• _TASK SET_
1: In the excerpt on the romantic imagination, how has Michelet been described?
2: Write out the part of the excerpt on the romantic imagination that begins at the words "One cannot indeed" and stops after "discovered in Wagner.".

The romantic imagination, the imagination that is not drawn back to any ethical centre and so is free to wander wild in its own empire of chimeras, has indeed a place in life. To understand what this place is one needs to emphasize the distinction between art that has high seriousness and art that is merely recreative. The serious moments of life are moments of tension, of concentration on either the natural or the human law. But Apollo cannot always be bending the bow. Man needs at times to relax, and one way of relaxing is to take refuge for a time in some land of chimeras, to follow the Arcadian gleam. He may then come back to the real world, the world of active effort, solaced and refreshed. But it is only with reference to some ethical centre that we may determine what art is soundly recreative, in what forms of adventure the imagination may innocently indulge. The romanticist should recollect that among other forms of adventure is what Ben Jonson terms “a bold adventure for hell”; and that a not uncommon nostalgia is what the French call la nostalgie de la boue– man’s nostalgia for his native mud. Because we are justified at times, as Lamb urges, in wandering imaginatively beyond “the diocese of strict conscience,” it does not follow that we may, like him, treat Restoration Comedy as a sort of fairyland; for Restoration Comedy is a world not of pure but of impure imagination.

Lamb’s paradox, however, is harmless compared with what we have just been seeing in Chateaubriand. With a dalliant imagination that entitles him at best to play a recreative rôle, he sets up as a religious teacher. Michelet again has been described as an “entertainer who believes himself a prophet,” and this description fits many other Rousseauists. The æsthete who assumes an apocalyptic pose is an especially flagrant instance of the huddling together of incompatible desires. He wishes to sport with Amaryllis in the shade and at the same time enjoy the honors that belong only to the man who scorns delights and lives laborious days. For the exercise of the ethical imagination, it is hardly necessary to say, involves effort. Perhaps no one has ever surpassed Rousseau himself in the art of which I have already spoken, – that of giving to moral indolence a semblance of profound philosophy.

One cannot indeed always affirm that the Rousseauist is by the quality of his imagination an entertainer pure and simple. His breaking down of barriers and running together of the planes of being results at times in ambiguous mixtures – gleams of insight that actually seem to minister to fleshliness. One may cite as an example the “voluptuous religiosity” that certain critics have discovered in Wagner.

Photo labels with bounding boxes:
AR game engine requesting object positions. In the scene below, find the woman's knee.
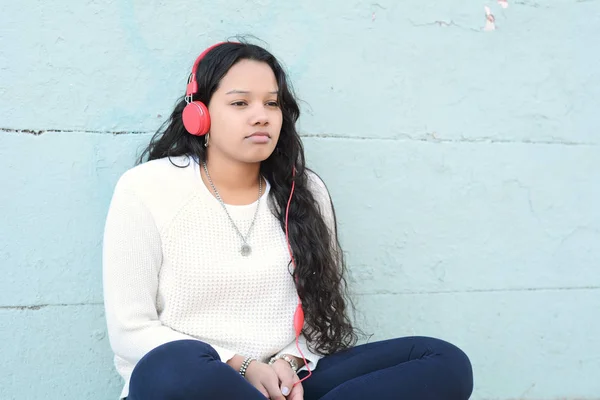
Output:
[430,338,473,399]
[129,340,225,400]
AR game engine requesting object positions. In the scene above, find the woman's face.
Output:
[207,60,283,163]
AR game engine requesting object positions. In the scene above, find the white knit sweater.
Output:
[103,157,334,398]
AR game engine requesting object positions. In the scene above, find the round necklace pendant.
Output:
[240,243,252,257]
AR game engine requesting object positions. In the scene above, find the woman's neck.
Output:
[201,152,265,205]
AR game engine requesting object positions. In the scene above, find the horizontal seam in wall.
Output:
[0,128,598,146]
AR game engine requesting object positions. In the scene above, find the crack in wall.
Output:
[0,303,104,311]
[0,128,599,146]
[356,285,600,296]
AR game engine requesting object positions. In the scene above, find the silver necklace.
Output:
[202,161,262,257]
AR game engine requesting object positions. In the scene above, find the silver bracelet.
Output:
[269,354,298,373]
[240,357,255,377]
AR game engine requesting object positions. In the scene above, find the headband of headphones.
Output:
[185,42,235,99]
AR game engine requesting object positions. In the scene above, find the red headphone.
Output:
[181,42,231,136]
[181,42,312,386]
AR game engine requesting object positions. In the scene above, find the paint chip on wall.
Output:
[483,6,496,31]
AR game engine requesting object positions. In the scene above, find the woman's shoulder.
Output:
[117,156,194,192]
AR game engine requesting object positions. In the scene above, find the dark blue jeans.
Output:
[128,337,473,400]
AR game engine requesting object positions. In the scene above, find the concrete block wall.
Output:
[0,0,600,400]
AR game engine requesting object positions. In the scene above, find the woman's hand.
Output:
[271,359,304,400]
[246,361,290,400]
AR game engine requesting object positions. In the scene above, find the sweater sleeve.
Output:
[102,177,235,365]
[276,335,323,372]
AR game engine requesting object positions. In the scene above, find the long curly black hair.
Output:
[137,42,357,355]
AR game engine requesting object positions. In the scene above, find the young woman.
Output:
[103,42,473,400]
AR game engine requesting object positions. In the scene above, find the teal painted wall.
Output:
[0,0,600,400]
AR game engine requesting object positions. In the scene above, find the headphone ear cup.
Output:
[181,101,210,136]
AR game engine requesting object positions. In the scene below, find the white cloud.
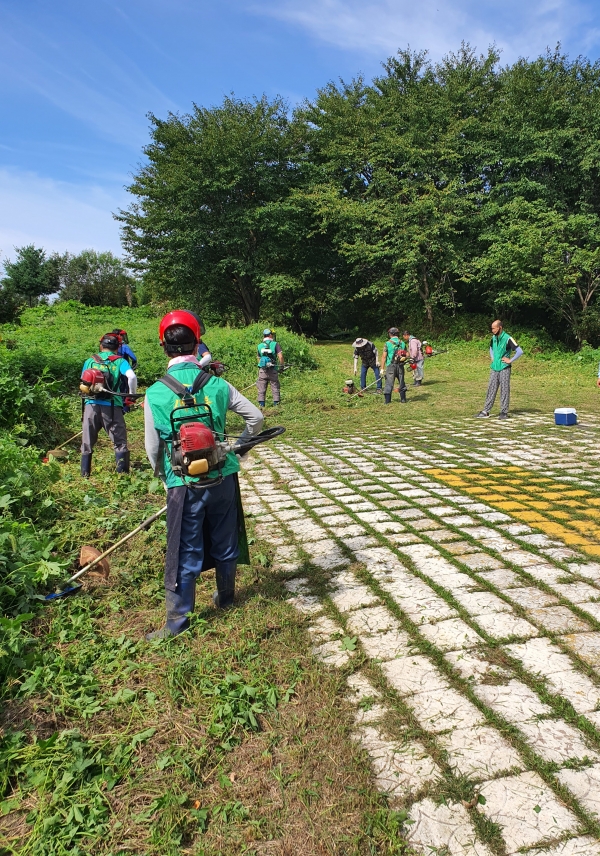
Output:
[0,169,129,260]
[251,0,600,62]
[0,10,178,150]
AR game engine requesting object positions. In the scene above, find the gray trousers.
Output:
[81,404,127,455]
[483,366,511,414]
[383,363,406,396]
[256,366,281,401]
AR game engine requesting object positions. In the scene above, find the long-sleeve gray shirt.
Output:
[144,381,265,481]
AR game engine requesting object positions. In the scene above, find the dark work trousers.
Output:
[256,366,281,401]
[483,366,511,415]
[81,404,127,460]
[165,476,239,591]
[360,363,381,389]
[383,363,406,398]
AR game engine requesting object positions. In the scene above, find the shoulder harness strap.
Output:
[158,371,211,398]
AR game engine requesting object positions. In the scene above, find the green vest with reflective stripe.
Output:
[385,336,401,366]
[256,339,277,369]
[492,330,510,372]
[82,350,129,407]
[145,363,240,488]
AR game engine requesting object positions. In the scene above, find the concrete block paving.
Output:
[241,415,600,856]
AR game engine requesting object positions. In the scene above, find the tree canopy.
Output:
[111,45,600,345]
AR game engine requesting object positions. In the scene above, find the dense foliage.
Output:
[0,251,137,323]
[0,244,60,322]
[59,250,136,306]
[120,45,600,346]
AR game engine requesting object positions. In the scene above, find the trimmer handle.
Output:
[231,425,285,456]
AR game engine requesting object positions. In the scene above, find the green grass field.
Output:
[0,310,599,856]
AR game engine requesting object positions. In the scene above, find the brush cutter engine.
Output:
[171,422,225,478]
[79,369,106,395]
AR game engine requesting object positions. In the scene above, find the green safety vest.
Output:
[82,350,129,407]
[385,336,401,366]
[146,363,240,488]
[491,330,511,372]
[256,339,277,369]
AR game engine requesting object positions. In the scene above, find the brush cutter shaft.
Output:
[53,431,83,452]
[65,505,167,585]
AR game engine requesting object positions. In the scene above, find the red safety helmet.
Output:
[158,309,202,345]
[100,333,121,350]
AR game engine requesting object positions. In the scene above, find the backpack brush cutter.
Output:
[44,423,285,601]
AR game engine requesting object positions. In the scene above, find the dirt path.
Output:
[243,416,600,856]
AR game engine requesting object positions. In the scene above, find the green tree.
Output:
[2,244,60,306]
[117,97,299,323]
[59,250,136,306]
[474,197,600,346]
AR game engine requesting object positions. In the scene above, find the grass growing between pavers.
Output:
[258,438,600,852]
[0,444,406,856]
[5,332,598,856]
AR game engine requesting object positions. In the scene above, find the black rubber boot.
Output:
[115,452,129,473]
[81,452,92,479]
[146,580,196,642]
[213,562,237,609]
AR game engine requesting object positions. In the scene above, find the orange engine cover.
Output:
[179,422,216,455]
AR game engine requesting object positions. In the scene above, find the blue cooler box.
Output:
[554,407,577,425]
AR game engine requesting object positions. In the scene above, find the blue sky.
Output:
[0,0,600,258]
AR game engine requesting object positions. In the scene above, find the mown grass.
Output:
[0,434,405,856]
[0,312,598,856]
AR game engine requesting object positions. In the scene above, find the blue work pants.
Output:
[360,363,381,389]
[167,476,239,591]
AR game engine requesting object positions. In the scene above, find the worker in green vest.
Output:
[381,327,408,404]
[144,311,263,640]
[477,321,523,419]
[79,333,137,478]
[256,328,283,407]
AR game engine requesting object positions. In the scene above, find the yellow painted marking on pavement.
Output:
[426,467,600,557]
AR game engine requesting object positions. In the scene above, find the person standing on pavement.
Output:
[402,330,425,386]
[80,333,137,478]
[352,338,381,392]
[256,329,283,407]
[381,327,408,404]
[144,310,264,641]
[477,320,523,419]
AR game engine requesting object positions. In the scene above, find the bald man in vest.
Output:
[477,320,523,419]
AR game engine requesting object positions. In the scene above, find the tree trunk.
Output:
[418,265,433,330]
[231,273,261,324]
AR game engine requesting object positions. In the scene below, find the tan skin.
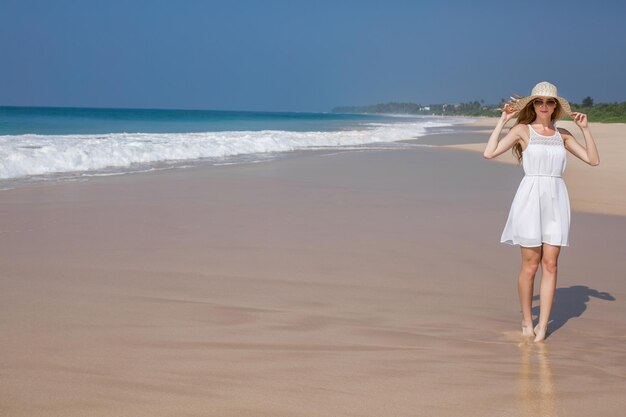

• _RESPONSES IN ORDER_
1: As an "entertainer who believes himself a prophet."

2:
One cannot indeed always affirm that the Rousseauist is by the quality of his imagination an entertainer pure and simple. His breaking down of barriers and running together of the planes of being results at times in ambiguous mixtures – gleams of insight that actually seem to minister to fleshliness. One may cite as an example the “voluptuous religiosity” that certain critics have discovered in Wagner.